## Required task
Rewrite the listing below with "one keypoint per instance" swapped for "a single keypoint for each instance" everywhere it occurs, keeping everything else the same and leaving the pictures out.

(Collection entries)
***
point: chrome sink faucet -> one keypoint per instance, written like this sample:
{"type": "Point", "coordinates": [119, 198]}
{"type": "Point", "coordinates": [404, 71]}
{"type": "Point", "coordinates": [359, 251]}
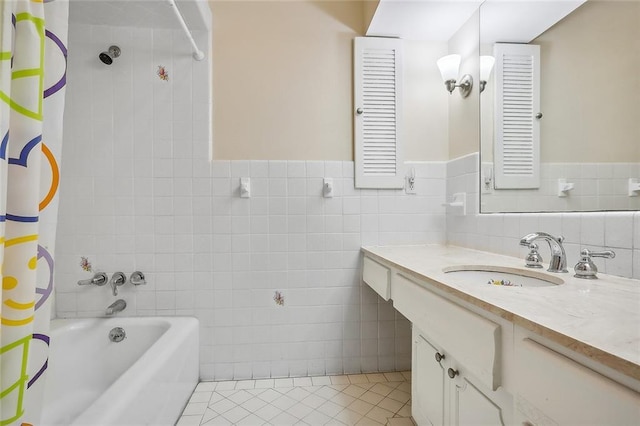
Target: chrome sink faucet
{"type": "Point", "coordinates": [117, 306]}
{"type": "Point", "coordinates": [558, 262]}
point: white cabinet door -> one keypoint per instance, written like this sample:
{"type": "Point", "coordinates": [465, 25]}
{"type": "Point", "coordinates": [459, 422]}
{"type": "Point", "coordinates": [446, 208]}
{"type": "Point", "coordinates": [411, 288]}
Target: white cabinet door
{"type": "Point", "coordinates": [472, 407]}
{"type": "Point", "coordinates": [428, 384]}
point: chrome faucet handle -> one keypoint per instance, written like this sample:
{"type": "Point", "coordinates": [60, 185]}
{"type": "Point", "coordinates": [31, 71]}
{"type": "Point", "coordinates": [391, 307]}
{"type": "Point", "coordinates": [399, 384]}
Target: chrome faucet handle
{"type": "Point", "coordinates": [533, 259]}
{"type": "Point", "coordinates": [117, 279]}
{"type": "Point", "coordinates": [137, 278]}
{"type": "Point", "coordinates": [99, 279]}
{"type": "Point", "coordinates": [585, 268]}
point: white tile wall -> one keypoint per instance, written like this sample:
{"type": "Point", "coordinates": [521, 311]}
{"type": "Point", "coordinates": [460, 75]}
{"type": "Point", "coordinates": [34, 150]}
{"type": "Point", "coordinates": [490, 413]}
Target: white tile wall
{"type": "Point", "coordinates": [138, 193]}
{"type": "Point", "coordinates": [597, 186]}
{"type": "Point", "coordinates": [500, 233]}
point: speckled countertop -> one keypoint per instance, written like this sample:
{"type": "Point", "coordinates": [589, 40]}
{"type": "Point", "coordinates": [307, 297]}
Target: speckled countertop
{"type": "Point", "coordinates": [597, 318]}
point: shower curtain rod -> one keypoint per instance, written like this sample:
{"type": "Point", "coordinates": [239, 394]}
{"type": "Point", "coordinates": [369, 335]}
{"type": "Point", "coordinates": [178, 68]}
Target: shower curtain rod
{"type": "Point", "coordinates": [198, 55]}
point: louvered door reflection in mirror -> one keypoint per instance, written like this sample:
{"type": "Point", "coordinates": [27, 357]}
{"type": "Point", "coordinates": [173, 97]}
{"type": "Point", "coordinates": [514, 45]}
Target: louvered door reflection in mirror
{"type": "Point", "coordinates": [517, 127]}
{"type": "Point", "coordinates": [589, 128]}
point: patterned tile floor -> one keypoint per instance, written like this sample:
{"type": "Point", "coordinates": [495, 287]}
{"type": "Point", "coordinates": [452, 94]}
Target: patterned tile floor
{"type": "Point", "coordinates": [362, 399]}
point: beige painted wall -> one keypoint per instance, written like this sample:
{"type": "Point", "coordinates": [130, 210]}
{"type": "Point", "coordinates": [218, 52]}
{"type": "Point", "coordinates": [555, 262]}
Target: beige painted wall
{"type": "Point", "coordinates": [283, 83]}
{"type": "Point", "coordinates": [590, 85]}
{"type": "Point", "coordinates": [425, 106]}
{"type": "Point", "coordinates": [464, 124]}
{"type": "Point", "coordinates": [282, 79]}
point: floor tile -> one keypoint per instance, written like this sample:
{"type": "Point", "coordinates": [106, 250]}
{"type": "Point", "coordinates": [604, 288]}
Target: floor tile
{"type": "Point", "coordinates": [399, 395]}
{"type": "Point", "coordinates": [381, 389]}
{"type": "Point", "coordinates": [284, 419]}
{"type": "Point", "coordinates": [348, 400]}
{"type": "Point", "coordinates": [284, 402]}
{"type": "Point", "coordinates": [283, 383]}
{"type": "Point", "coordinates": [298, 394]}
{"type": "Point", "coordinates": [253, 404]}
{"type": "Point", "coordinates": [206, 387]}
{"type": "Point", "coordinates": [354, 391]}
{"type": "Point", "coordinates": [252, 420]}
{"type": "Point", "coordinates": [200, 397]}
{"type": "Point", "coordinates": [246, 384]}
{"type": "Point", "coordinates": [348, 416]}
{"type": "Point", "coordinates": [400, 421]}
{"type": "Point", "coordinates": [321, 380]}
{"type": "Point", "coordinates": [394, 377]}
{"type": "Point", "coordinates": [360, 407]}
{"type": "Point", "coordinates": [236, 414]}
{"type": "Point", "coordinates": [302, 381]}
{"type": "Point", "coordinates": [269, 395]}
{"type": "Point", "coordinates": [300, 410]}
{"type": "Point", "coordinates": [329, 408]}
{"type": "Point", "coordinates": [316, 418]}
{"type": "Point", "coordinates": [391, 405]}
{"type": "Point", "coordinates": [222, 406]}
{"type": "Point", "coordinates": [267, 412]}
{"type": "Point", "coordinates": [358, 378]}
{"type": "Point", "coordinates": [264, 383]}
{"type": "Point", "coordinates": [379, 414]}
{"type": "Point", "coordinates": [195, 408]}
{"type": "Point", "coordinates": [339, 380]}
{"type": "Point", "coordinates": [377, 377]}
{"type": "Point", "coordinates": [313, 401]}
{"type": "Point", "coordinates": [228, 385]}
{"type": "Point", "coordinates": [240, 397]}
{"type": "Point", "coordinates": [189, 421]}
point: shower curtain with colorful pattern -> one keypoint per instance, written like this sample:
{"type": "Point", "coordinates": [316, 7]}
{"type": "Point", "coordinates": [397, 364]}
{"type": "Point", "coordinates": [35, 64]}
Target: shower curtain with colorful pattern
{"type": "Point", "coordinates": [33, 37]}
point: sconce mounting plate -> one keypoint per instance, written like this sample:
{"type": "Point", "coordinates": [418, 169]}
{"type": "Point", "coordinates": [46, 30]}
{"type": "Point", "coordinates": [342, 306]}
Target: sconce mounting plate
{"type": "Point", "coordinates": [466, 83]}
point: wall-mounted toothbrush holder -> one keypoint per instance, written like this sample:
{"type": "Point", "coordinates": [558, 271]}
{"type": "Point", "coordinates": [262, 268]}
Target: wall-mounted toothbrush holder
{"type": "Point", "coordinates": [564, 187]}
{"type": "Point", "coordinates": [245, 187]}
{"type": "Point", "coordinates": [458, 203]}
{"type": "Point", "coordinates": [327, 188]}
{"type": "Point", "coordinates": [634, 187]}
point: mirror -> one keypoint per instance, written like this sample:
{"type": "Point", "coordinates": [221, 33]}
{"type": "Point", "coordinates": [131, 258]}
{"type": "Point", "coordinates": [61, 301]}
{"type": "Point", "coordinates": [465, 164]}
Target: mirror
{"type": "Point", "coordinates": [589, 90]}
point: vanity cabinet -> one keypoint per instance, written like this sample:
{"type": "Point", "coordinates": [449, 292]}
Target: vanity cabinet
{"type": "Point", "coordinates": [477, 362]}
{"type": "Point", "coordinates": [445, 393]}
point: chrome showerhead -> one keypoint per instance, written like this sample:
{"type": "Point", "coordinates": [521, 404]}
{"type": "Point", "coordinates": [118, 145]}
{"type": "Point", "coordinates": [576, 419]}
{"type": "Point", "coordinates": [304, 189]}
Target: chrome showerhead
{"type": "Point", "coordinates": [108, 57]}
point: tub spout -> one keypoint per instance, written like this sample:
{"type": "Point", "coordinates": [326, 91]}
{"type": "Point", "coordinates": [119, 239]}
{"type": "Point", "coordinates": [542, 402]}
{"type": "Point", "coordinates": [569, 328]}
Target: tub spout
{"type": "Point", "coordinates": [117, 306]}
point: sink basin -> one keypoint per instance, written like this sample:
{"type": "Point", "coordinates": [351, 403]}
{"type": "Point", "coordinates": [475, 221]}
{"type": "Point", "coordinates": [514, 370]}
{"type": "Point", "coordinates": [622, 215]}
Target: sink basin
***
## Answer to this problem
point: chrome sink faucet -> a single keypoint for each instance, written like this sample:
{"type": "Point", "coordinates": [119, 198]}
{"type": "Point", "coordinates": [404, 71]}
{"type": "Point", "coordinates": [359, 251]}
Target: chrome sink faucet
{"type": "Point", "coordinates": [117, 306]}
{"type": "Point", "coordinates": [558, 262]}
point: white cabinet door -> a single keypoint for each instance, written like this sample:
{"type": "Point", "coordinates": [465, 25]}
{"type": "Point", "coordinates": [459, 422]}
{"type": "Point", "coordinates": [446, 208]}
{"type": "Point", "coordinates": [411, 288]}
Target: white cabinet door
{"type": "Point", "coordinates": [472, 407]}
{"type": "Point", "coordinates": [428, 384]}
point: chrome faucet handle -> a single keypoint for each instance, written like this sample:
{"type": "Point", "coordinates": [60, 185]}
{"type": "Point", "coordinates": [31, 71]}
{"type": "Point", "coordinates": [391, 307]}
{"type": "Point", "coordinates": [399, 384]}
Target: chrome faucet handle
{"type": "Point", "coordinates": [533, 259]}
{"type": "Point", "coordinates": [117, 279]}
{"type": "Point", "coordinates": [137, 278]}
{"type": "Point", "coordinates": [99, 279]}
{"type": "Point", "coordinates": [585, 268]}
point: white tile wall -> a single keypoint for each instance, written like this sample:
{"type": "Point", "coordinates": [521, 311]}
{"type": "Point", "coordinates": [460, 75]}
{"type": "Point", "coordinates": [34, 150]}
{"type": "Point", "coordinates": [490, 413]}
Target: white tile wall
{"type": "Point", "coordinates": [138, 193]}
{"type": "Point", "coordinates": [597, 186]}
{"type": "Point", "coordinates": [500, 233]}
point: speckled countertop -> a single keypoint for each instance, written like this sample:
{"type": "Point", "coordinates": [589, 40]}
{"type": "Point", "coordinates": [307, 297]}
Target: speckled countertop
{"type": "Point", "coordinates": [597, 318]}
point: shower curtain rod -> a single keypoint for each instance, written like this sample:
{"type": "Point", "coordinates": [239, 394]}
{"type": "Point", "coordinates": [369, 335]}
{"type": "Point", "coordinates": [178, 68]}
Target: shower curtain rod
{"type": "Point", "coordinates": [198, 55]}
point: louvered door reflection in mirror -> a single keypoint for each instance, written like this sample:
{"type": "Point", "coordinates": [27, 357]}
{"type": "Point", "coordinates": [173, 97]}
{"type": "Point", "coordinates": [514, 45]}
Target: louvered door reflection in mirror
{"type": "Point", "coordinates": [517, 127]}
{"type": "Point", "coordinates": [589, 128]}
point: patterned tile floor -> a single keypoint for each instance, written like this sample:
{"type": "Point", "coordinates": [495, 287]}
{"type": "Point", "coordinates": [452, 94]}
Target: patterned tile floor
{"type": "Point", "coordinates": [362, 399]}
point: beige painted wall -> a single keypoint for each instance, written like this sample:
{"type": "Point", "coordinates": [130, 210]}
{"type": "Point", "coordinates": [218, 52]}
{"type": "Point", "coordinates": [555, 262]}
Target: beige painted wall
{"type": "Point", "coordinates": [283, 83]}
{"type": "Point", "coordinates": [590, 85]}
{"type": "Point", "coordinates": [425, 106]}
{"type": "Point", "coordinates": [464, 124]}
{"type": "Point", "coordinates": [282, 79]}
point: floor tile -> a single keypoint for each instance, written like this sample:
{"type": "Point", "coordinates": [106, 250]}
{"type": "Point", "coordinates": [604, 288]}
Target: floor tile
{"type": "Point", "coordinates": [399, 395]}
{"type": "Point", "coordinates": [381, 389]}
{"type": "Point", "coordinates": [284, 419]}
{"type": "Point", "coordinates": [348, 400]}
{"type": "Point", "coordinates": [284, 402]}
{"type": "Point", "coordinates": [283, 383]}
{"type": "Point", "coordinates": [298, 394]}
{"type": "Point", "coordinates": [253, 404]}
{"type": "Point", "coordinates": [206, 387]}
{"type": "Point", "coordinates": [354, 391]}
{"type": "Point", "coordinates": [252, 420]}
{"type": "Point", "coordinates": [200, 397]}
{"type": "Point", "coordinates": [246, 384]}
{"type": "Point", "coordinates": [348, 416]}
{"type": "Point", "coordinates": [400, 421]}
{"type": "Point", "coordinates": [321, 380]}
{"type": "Point", "coordinates": [394, 377]}
{"type": "Point", "coordinates": [360, 407]}
{"type": "Point", "coordinates": [236, 414]}
{"type": "Point", "coordinates": [302, 381]}
{"type": "Point", "coordinates": [269, 395]}
{"type": "Point", "coordinates": [300, 410]}
{"type": "Point", "coordinates": [329, 408]}
{"type": "Point", "coordinates": [316, 418]}
{"type": "Point", "coordinates": [391, 405]}
{"type": "Point", "coordinates": [222, 406]}
{"type": "Point", "coordinates": [267, 412]}
{"type": "Point", "coordinates": [358, 378]}
{"type": "Point", "coordinates": [264, 383]}
{"type": "Point", "coordinates": [379, 414]}
{"type": "Point", "coordinates": [195, 408]}
{"type": "Point", "coordinates": [339, 380]}
{"type": "Point", "coordinates": [377, 377]}
{"type": "Point", "coordinates": [313, 401]}
{"type": "Point", "coordinates": [228, 385]}
{"type": "Point", "coordinates": [240, 397]}
{"type": "Point", "coordinates": [189, 421]}
point: shower curtain with colorful pattern -> a single keypoint for each instance, written like this sample:
{"type": "Point", "coordinates": [316, 7]}
{"type": "Point", "coordinates": [397, 364]}
{"type": "Point", "coordinates": [35, 64]}
Target: shower curtain with colorful pattern
{"type": "Point", "coordinates": [33, 37]}
point: sconce mounting plate -> a single keypoint for each instance, written like this sample:
{"type": "Point", "coordinates": [418, 169]}
{"type": "Point", "coordinates": [46, 30]}
{"type": "Point", "coordinates": [342, 306]}
Target: sconce mounting plate
{"type": "Point", "coordinates": [466, 83]}
point: wall-mounted toothbrush holder -> a single keypoint for each instance, written like this sample:
{"type": "Point", "coordinates": [558, 271]}
{"type": "Point", "coordinates": [262, 268]}
Target: wall-mounted toothbrush holder
{"type": "Point", "coordinates": [564, 187]}
{"type": "Point", "coordinates": [245, 187]}
{"type": "Point", "coordinates": [458, 203]}
{"type": "Point", "coordinates": [327, 188]}
{"type": "Point", "coordinates": [634, 187]}
point: mirror -> a single keypoint for each instance, written like this sample:
{"type": "Point", "coordinates": [221, 33]}
{"type": "Point", "coordinates": [131, 258]}
{"type": "Point", "coordinates": [61, 301]}
{"type": "Point", "coordinates": [465, 164]}
Target: mirror
{"type": "Point", "coordinates": [589, 90]}
point: vanity cabinet -> a single keypoint for each instance, written like this sample:
{"type": "Point", "coordinates": [449, 292]}
Target: vanity cabinet
{"type": "Point", "coordinates": [477, 362]}
{"type": "Point", "coordinates": [445, 393]}
point: chrome showerhead -> a single keypoint for each instance, written like this sample:
{"type": "Point", "coordinates": [521, 404]}
{"type": "Point", "coordinates": [118, 145]}
{"type": "Point", "coordinates": [576, 419]}
{"type": "Point", "coordinates": [304, 189]}
Target: chrome showerhead
{"type": "Point", "coordinates": [108, 57]}
point: tub spout -> a single keypoint for each instance, written like this sample:
{"type": "Point", "coordinates": [326, 91]}
{"type": "Point", "coordinates": [119, 239]}
{"type": "Point", "coordinates": [542, 402]}
{"type": "Point", "coordinates": [569, 328]}
Target: tub spout
{"type": "Point", "coordinates": [117, 306]}
point: sink basin -> a single keypoint for each instance, written like this sample:
{"type": "Point", "coordinates": [351, 403]}
{"type": "Point", "coordinates": [475, 221]}
{"type": "Point", "coordinates": [514, 370]}
{"type": "Point", "coordinates": [622, 215]}
Target: sink basin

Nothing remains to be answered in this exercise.